Sortir, « comme tout le monde »

« Le cinéma est une activité qui permet d’être comme les autres, d’avoir accès à la même culture que tout un chacun », sourit Xavier, 70 printemps, bénévole culture aux Restos depuis sept ans. Dans un contexte d’inflation et d’accroissement des inégalités, « le cinéma est une ouverture sur le monde pour des gens qui ne voyagent pas forcément ou qui n’ont pas accès à d’autres cultures. »  A l’entrée de la salle, Isabella, 53 ans, abonde :  

Je viens dès que je peux car j’adore les comédies

Les maigres revenus de cette intermittente du spectacle ne lui permettent pas de se passer de l’aide des Restos. Continuer à voir des films est pour elle un loisir essentiel qui met à distance, le temps d’une séance, les soucis quotidiens.

Rompre sa solitude

Idem pour Gisèle, petite mamie du quartier : « Une fois, j’ai vu un dessin animé. Ça ne m’a pas plu mais ce n’est pas grave, il y en a pour tous les goûts. J’habite seule dans un petit appartement. Avec la Covid, on ne pouvait plus aller au cinéma et cela me rendait triste. »  Les séances favorisent les liens entre les personnes accueillies mais aussi entre les personnes accueillies et les bénévoles. Elles constituent aussi « une porte d’entrée attractive sur d’autres activités d’aide à la personne », résume Xavier, bénévole.   

Je crois beaucoup à la force émotionnelle comme facteur de changement. Dans son approche de la culture, la spécificité des Restos est aussi de proposer des activités vectrices d’émotion pour nourrir des parcours d’intégration et d’émancipation.

◆ ◆ ◆

### Votre tâche
Reprenez mot pour mot le passage du texte sur les séances de cinéma des Restos, depuis « Rompre sa solitude » jusqu'à « d’intégration et d’émancipation. » inclus.

### Données fournies
◆ ◆ ◆

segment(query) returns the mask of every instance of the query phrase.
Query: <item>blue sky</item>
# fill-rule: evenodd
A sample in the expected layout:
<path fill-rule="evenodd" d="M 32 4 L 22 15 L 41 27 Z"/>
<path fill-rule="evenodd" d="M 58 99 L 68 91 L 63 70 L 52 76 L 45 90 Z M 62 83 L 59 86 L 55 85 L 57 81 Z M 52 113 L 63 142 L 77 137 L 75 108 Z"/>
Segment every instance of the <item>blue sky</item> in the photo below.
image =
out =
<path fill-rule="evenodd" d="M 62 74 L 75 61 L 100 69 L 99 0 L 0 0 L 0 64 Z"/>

◆ ◆ ◆

### Réponse attendue
Rompre sa solitude

Idem pour Gisèle, petite mamie du quartier : « Une fois, j’ai vu un dessin animé. Ça ne m’a pas plu mais ce n’est pas grave, il y en a pour tous les goûts. J’habite seule dans un petit appartement. Avec la Covid, on ne pouvait plus aller au cinéma et cela me rendait triste. »  Les séances favorisent les liens entre les personnes accueillies mais aussi entre les personnes accueillies et les bénévoles. Elles constituent aussi « une porte d’entrée attractive sur d’autres activités d’aide à la personne », résume Xavier, bénévole.   

Je crois beaucoup à la force émotionnelle comme facteur de changement. Dans son approche de la culture, la spécificité des Restos est aussi de proposer des activités vectrices d’émotion pour nourrir des parcours d’intégration et d’émancipation.